### Your objective
Starting with the line that contains "For every instance of the pendant" and going on through the line that contains "[[251, 101]]", write out these lines again, swapping "pendant light cord" for "hanging lamp cord" and leaving everything else as it is.

[Lines from a point annotation set]
- - - -
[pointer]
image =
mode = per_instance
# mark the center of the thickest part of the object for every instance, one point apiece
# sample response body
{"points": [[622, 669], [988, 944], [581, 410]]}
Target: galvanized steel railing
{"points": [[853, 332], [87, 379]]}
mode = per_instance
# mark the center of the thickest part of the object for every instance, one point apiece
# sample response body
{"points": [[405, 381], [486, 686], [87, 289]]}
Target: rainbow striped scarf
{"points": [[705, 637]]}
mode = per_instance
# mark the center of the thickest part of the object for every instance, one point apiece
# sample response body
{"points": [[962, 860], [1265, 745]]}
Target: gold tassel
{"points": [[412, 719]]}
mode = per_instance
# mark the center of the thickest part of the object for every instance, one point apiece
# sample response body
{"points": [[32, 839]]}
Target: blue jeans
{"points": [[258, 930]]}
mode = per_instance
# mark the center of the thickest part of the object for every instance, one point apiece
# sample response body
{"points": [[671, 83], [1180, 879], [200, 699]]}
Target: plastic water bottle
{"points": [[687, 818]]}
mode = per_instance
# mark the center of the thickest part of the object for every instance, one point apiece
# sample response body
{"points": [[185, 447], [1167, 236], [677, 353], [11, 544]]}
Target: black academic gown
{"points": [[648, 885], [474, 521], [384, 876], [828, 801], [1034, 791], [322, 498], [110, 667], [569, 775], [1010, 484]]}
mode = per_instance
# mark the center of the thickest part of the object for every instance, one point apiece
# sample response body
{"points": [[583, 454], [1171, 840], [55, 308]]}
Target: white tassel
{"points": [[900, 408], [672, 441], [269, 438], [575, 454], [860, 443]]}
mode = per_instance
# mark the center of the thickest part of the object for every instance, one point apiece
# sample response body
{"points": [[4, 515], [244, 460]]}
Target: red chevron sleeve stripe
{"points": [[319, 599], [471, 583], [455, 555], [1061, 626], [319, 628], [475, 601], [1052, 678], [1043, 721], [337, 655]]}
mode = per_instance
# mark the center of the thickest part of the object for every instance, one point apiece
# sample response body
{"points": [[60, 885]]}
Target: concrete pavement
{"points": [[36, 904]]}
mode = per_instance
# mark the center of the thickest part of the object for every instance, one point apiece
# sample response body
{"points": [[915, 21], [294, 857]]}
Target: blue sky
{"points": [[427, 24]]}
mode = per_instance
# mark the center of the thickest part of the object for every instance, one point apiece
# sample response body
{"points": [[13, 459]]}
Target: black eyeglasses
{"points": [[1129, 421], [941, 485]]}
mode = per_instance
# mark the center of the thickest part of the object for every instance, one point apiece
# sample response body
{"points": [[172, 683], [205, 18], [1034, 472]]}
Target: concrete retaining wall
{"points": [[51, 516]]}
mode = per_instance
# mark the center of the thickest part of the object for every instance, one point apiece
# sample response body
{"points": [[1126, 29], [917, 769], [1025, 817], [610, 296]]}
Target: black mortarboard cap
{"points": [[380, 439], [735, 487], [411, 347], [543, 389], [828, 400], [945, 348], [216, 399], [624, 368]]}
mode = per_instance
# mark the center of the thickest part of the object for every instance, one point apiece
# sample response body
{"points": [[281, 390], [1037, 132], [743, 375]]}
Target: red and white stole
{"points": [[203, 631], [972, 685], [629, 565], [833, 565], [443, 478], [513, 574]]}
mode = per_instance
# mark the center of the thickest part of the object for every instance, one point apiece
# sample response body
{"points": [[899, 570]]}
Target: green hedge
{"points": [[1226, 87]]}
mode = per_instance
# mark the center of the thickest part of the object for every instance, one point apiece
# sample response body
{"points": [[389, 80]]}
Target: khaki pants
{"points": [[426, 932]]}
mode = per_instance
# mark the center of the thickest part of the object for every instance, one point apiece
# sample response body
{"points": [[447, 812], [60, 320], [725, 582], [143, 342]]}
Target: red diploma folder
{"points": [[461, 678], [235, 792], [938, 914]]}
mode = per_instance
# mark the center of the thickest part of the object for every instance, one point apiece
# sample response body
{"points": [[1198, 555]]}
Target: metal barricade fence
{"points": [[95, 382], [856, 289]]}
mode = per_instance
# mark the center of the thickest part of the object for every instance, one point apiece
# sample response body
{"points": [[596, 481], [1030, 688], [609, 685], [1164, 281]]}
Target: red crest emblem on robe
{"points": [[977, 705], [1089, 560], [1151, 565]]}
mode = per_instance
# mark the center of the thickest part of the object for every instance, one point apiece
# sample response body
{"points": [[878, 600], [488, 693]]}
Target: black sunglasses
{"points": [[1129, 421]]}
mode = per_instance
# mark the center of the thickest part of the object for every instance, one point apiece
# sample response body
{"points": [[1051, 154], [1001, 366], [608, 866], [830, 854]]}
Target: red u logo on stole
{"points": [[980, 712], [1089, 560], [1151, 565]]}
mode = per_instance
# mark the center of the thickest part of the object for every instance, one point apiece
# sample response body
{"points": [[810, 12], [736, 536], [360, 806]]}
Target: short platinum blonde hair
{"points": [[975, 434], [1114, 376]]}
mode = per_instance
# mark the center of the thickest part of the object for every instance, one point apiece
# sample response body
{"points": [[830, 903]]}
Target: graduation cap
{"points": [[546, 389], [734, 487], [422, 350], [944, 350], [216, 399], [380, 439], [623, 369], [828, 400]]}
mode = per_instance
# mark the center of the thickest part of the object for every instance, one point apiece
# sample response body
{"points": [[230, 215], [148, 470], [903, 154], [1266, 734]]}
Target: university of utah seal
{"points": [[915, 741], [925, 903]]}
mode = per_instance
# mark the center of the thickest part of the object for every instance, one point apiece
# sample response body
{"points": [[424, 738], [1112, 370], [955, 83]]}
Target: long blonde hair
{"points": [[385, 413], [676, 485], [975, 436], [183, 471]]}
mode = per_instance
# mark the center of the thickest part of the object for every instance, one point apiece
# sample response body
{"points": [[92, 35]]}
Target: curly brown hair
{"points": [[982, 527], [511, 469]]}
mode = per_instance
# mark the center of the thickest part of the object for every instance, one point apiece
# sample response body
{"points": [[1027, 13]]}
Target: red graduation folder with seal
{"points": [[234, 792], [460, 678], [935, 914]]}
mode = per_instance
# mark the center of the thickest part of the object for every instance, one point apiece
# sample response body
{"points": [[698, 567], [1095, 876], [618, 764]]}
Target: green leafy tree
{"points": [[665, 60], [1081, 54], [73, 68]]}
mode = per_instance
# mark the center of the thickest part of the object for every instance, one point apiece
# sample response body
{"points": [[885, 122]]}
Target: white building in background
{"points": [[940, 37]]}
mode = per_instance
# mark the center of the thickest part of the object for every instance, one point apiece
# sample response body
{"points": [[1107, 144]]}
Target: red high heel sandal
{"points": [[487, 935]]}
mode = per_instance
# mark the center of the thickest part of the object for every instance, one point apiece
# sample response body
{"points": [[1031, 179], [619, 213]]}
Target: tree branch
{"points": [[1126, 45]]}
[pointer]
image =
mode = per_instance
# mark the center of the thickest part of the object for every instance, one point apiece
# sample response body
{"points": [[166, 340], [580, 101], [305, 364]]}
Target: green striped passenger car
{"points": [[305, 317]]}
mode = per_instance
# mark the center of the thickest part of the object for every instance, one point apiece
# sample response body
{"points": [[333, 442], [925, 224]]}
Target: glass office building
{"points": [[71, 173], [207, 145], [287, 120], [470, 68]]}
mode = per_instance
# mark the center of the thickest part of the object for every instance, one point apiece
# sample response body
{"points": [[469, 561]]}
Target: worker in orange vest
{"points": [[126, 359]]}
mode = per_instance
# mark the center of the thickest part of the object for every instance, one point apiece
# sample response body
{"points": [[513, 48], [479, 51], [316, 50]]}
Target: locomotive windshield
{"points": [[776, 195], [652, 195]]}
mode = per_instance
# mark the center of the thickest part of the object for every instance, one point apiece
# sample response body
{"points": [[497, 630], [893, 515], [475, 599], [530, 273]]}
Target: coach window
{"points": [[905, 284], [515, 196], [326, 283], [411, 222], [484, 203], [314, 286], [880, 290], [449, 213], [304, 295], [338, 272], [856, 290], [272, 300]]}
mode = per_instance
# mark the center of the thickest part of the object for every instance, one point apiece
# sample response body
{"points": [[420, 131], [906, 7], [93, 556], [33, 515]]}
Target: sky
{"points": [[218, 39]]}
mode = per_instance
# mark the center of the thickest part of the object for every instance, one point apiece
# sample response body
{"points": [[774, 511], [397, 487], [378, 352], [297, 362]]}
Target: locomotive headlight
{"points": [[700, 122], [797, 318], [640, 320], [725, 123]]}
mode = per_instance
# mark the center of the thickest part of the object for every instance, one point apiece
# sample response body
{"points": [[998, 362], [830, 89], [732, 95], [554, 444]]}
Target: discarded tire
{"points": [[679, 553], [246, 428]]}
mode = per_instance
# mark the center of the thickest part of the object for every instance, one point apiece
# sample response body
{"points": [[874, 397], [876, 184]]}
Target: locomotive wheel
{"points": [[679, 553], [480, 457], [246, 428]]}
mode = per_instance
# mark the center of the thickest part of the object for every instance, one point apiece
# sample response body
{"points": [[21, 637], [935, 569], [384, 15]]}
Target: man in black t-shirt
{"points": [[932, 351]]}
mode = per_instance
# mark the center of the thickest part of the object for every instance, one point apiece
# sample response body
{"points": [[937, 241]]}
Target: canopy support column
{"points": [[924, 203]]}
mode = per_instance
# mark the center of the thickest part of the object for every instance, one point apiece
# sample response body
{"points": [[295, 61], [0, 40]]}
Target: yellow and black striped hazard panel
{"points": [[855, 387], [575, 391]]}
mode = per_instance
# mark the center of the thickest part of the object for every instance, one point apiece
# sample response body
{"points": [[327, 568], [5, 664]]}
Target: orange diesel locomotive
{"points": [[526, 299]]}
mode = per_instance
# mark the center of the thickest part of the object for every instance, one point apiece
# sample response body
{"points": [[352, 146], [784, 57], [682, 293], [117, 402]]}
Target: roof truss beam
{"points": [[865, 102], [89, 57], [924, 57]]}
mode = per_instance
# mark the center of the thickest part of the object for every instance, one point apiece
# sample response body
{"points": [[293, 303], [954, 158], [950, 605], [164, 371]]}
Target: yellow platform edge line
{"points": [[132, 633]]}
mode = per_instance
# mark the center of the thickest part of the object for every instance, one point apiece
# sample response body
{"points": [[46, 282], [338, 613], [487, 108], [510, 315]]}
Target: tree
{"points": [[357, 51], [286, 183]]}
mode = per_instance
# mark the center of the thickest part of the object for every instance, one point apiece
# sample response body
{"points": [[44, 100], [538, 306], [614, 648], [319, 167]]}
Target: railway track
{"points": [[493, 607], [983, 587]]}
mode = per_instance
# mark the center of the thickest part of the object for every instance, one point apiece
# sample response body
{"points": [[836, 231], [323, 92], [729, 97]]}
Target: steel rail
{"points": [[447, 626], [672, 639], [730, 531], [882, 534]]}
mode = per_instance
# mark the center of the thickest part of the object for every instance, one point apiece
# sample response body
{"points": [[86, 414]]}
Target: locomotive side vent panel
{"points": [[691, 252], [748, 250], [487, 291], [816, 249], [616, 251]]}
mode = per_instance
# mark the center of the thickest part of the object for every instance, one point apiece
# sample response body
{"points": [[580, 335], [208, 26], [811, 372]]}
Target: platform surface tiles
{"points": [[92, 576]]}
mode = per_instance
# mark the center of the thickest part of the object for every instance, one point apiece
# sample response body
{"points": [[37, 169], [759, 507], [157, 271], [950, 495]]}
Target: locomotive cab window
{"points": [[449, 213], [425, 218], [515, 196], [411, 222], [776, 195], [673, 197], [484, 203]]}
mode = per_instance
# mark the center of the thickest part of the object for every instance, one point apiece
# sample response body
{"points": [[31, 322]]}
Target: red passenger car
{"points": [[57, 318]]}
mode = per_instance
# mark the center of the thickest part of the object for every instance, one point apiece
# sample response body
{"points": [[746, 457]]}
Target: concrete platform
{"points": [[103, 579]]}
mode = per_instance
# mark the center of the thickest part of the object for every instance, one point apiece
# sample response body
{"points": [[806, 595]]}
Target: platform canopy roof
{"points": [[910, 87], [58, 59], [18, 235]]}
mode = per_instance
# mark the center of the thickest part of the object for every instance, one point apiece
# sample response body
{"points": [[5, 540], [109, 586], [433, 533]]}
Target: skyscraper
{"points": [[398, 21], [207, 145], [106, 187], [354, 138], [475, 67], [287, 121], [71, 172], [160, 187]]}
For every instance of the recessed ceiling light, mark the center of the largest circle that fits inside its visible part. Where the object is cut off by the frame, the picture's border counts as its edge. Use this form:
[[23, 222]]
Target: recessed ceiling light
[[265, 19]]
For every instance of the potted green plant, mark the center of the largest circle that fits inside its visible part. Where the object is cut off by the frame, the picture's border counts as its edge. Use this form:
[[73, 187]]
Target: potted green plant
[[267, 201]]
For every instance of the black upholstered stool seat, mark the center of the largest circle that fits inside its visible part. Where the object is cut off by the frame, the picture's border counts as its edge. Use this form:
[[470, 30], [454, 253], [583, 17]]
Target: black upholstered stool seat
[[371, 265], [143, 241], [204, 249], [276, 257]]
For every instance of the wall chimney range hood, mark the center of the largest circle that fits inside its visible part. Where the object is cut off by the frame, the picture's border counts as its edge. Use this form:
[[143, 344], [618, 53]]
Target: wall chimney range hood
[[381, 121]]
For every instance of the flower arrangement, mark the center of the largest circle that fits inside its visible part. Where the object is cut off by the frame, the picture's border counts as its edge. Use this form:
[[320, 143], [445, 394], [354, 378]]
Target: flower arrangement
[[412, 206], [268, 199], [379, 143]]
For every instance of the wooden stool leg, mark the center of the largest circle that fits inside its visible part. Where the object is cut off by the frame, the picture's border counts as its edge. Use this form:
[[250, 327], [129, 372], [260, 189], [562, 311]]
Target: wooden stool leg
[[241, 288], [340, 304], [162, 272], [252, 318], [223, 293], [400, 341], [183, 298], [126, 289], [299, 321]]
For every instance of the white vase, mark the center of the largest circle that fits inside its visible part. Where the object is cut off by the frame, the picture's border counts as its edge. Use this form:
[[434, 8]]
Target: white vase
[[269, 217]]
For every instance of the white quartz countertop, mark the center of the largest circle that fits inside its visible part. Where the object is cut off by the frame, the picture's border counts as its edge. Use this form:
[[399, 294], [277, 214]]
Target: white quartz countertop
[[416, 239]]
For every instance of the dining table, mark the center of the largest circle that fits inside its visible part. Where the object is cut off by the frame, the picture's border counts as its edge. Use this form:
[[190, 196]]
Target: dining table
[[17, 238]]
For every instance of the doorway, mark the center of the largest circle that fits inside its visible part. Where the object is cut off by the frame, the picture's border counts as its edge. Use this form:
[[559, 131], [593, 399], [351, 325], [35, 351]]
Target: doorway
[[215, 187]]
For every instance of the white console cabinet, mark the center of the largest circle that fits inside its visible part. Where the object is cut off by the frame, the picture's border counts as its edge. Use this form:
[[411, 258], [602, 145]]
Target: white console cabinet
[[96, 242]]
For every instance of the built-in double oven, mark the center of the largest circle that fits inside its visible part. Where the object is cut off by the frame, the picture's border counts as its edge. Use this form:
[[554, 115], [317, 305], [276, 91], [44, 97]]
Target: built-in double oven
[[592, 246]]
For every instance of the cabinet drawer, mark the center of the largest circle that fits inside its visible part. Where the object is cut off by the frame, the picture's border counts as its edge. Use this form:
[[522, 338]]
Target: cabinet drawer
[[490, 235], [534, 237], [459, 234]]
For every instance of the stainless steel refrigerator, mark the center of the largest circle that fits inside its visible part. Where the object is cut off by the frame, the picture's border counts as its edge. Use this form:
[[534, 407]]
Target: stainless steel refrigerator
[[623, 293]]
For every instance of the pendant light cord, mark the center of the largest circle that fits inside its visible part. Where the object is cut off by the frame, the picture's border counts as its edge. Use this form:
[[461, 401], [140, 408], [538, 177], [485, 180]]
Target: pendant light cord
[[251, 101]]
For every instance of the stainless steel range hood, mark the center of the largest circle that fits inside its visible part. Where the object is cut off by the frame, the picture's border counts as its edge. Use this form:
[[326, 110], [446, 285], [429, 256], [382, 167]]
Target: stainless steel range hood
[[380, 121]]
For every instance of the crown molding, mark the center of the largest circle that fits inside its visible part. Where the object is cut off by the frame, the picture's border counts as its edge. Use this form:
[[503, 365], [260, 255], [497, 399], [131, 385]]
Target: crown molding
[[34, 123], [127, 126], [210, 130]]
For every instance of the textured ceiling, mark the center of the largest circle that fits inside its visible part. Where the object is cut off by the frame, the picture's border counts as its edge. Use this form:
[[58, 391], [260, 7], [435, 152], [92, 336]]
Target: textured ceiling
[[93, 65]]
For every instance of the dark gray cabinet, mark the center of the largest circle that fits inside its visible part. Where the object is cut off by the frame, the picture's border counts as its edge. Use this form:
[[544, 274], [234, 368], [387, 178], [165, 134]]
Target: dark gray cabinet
- - - -
### Completed exercise
For every instance of the hanging lamp cord, mark the center of the largest circle that fits inside its visible part. Where the object is cut off by the frame, the picture's border counts as its edge. Use this form:
[[461, 401], [140, 408], [538, 177], [485, 180]]
Target: hanging lamp cord
[[251, 101]]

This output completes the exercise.